Continue the passage on insurers shifting psychotherapy costs onto consumers, starting right after its last sentence.
Segment Start: Study text
The main reason why people in emotional need fail to receive acceptable amounts of psychotherapy is that too much of the cost is shifted over to consumers by insurance companies. A recent report by the risk management and health care consulting firm Milliman revealed that mental health services are four to six times more likely to be provided out-of-network than general medical or surgical services. In Washington, D.C. alone, about 63% of mental health related office visits were out-of-network in 2015. In a nutshell, what is occurring is that droves of psychotherapists are unwilling to contract with insurers because of low reimbursement rates, leading to a sizeable number of clients paying out-of-pocket for needed care, which pressures them to underutilize it for affordability reasons.
Segment End: Study text
Segment Start: The data
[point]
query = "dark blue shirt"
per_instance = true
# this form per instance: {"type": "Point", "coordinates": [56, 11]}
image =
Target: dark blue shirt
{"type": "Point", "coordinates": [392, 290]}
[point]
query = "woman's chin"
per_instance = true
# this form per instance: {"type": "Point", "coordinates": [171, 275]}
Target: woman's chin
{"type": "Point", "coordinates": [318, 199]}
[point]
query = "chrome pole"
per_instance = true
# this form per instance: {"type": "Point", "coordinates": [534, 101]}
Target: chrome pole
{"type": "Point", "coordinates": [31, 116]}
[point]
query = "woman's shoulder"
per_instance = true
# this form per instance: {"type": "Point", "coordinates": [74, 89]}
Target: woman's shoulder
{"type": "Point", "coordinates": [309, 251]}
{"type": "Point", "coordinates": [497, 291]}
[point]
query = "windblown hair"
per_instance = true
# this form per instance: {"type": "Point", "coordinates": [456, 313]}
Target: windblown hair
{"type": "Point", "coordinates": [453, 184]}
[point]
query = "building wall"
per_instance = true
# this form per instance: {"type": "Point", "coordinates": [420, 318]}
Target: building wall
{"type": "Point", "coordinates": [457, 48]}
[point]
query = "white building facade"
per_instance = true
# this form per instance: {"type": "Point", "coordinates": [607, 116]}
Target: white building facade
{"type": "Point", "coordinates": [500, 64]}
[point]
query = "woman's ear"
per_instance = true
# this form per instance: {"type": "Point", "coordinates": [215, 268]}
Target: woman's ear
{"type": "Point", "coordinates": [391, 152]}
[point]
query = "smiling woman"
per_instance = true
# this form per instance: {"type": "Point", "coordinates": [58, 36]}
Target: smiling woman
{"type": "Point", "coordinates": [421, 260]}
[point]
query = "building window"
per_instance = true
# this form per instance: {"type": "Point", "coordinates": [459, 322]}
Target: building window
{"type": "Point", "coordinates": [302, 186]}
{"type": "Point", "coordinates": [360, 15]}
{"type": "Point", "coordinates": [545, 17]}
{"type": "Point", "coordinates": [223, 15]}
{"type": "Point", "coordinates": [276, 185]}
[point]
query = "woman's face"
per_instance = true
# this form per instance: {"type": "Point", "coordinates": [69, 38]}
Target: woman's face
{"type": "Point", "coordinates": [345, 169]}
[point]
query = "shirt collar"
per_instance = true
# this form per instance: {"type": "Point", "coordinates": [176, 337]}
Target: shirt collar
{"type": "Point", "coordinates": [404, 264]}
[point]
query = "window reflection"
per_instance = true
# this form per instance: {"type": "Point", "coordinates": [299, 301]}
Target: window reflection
Segment End: The data
**Response to the exercise**
The American Psychological Association estimates that about a third of psychologists refuse to take insurance, primarily because of low reimbursement rates. How low are they? Blue Shield of California currently reimburses a client of mine $40 for a sixty-minute session, which is about half what a midlevel psychotherapist charged in the 1980s. When I was an Anthem Blue Cross provider a handful of years ago, I was notified that the customary payment for a forty-five minute session would be raised $2, to $94. This was the first rate increase in thirty years. The average third-party reimbursement by private insurers for forty-five minutes of psychotherapy is around $88, according to the analyses of Gordon Herz at the Forward Psychology Group in Madison, Wisconsin. That is about half the national average actually charged by psychologists ($163), and substantially lower than that of clinical social workers ($136)—numbers put out by FAIR Health. The $88 average third-party reimbursement rate for forty-five minutes of psychotherapy is about what Medicare pays. Yet, 2017 Congressional Budget Office data show that private insurers typically reimburse specialists about double the amount for common medical procedures compared to Medicare benchmark amounts.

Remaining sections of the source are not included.